_Directions for this task_
Which lines in the material contain the string "white"? Copy out every one of them, matching case exactly.
** start of Data provided **
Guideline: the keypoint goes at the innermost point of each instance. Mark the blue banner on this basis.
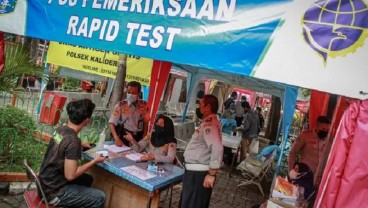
(227, 35)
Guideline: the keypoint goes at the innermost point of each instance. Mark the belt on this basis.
(196, 167)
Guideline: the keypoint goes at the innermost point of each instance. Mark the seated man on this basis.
(64, 182)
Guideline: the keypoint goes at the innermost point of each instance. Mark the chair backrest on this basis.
(34, 178)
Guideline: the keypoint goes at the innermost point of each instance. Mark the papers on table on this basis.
(138, 172)
(134, 156)
(115, 149)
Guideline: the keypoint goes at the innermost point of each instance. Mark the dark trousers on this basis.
(239, 120)
(193, 194)
(77, 193)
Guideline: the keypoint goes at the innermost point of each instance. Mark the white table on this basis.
(232, 142)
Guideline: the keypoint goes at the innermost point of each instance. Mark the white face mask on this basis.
(131, 98)
(293, 174)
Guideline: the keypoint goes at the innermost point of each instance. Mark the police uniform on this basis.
(203, 152)
(131, 116)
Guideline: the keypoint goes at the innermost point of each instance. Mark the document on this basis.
(115, 149)
(134, 156)
(138, 172)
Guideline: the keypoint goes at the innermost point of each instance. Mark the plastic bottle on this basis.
(101, 140)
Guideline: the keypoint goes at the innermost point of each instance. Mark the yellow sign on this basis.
(99, 62)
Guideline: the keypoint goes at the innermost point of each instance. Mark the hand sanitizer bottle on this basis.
(101, 140)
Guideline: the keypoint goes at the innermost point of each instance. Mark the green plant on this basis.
(17, 64)
(17, 142)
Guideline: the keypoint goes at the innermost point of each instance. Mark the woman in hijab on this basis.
(160, 144)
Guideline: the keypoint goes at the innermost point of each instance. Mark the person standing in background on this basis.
(310, 145)
(249, 130)
(203, 157)
(131, 114)
(230, 100)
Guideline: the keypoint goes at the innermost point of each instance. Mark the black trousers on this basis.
(193, 194)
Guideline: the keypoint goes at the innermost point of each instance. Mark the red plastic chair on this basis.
(34, 197)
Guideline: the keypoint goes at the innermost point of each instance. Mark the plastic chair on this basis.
(34, 197)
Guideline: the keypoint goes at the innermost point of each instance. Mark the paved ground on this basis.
(223, 196)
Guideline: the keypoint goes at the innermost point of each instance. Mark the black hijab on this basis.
(167, 136)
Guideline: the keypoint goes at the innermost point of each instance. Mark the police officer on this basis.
(203, 156)
(132, 114)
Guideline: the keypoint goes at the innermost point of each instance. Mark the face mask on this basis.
(159, 129)
(293, 174)
(198, 113)
(322, 134)
(131, 98)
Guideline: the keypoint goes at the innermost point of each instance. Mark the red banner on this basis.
(159, 76)
(2, 51)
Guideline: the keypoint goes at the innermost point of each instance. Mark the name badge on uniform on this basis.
(140, 124)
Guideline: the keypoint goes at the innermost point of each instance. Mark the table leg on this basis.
(149, 200)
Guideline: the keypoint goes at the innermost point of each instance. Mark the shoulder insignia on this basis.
(116, 114)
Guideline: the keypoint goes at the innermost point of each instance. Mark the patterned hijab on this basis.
(166, 135)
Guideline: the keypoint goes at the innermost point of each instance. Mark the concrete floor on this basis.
(224, 194)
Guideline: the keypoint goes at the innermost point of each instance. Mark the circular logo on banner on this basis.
(335, 28)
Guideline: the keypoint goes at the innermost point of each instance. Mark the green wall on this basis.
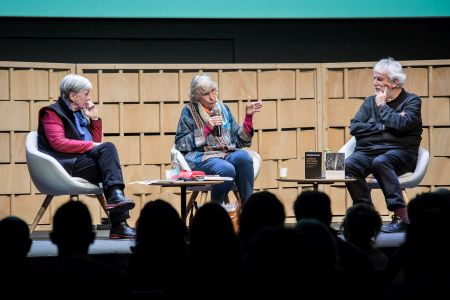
** end of Data provided **
_Task response_
Guideline: the keypoint goes at the innermost point of each instance. Mark the white table on this basis.
Guideline: the keypoint goes at the innermost point of each instance. Mark the white face mask on this basis.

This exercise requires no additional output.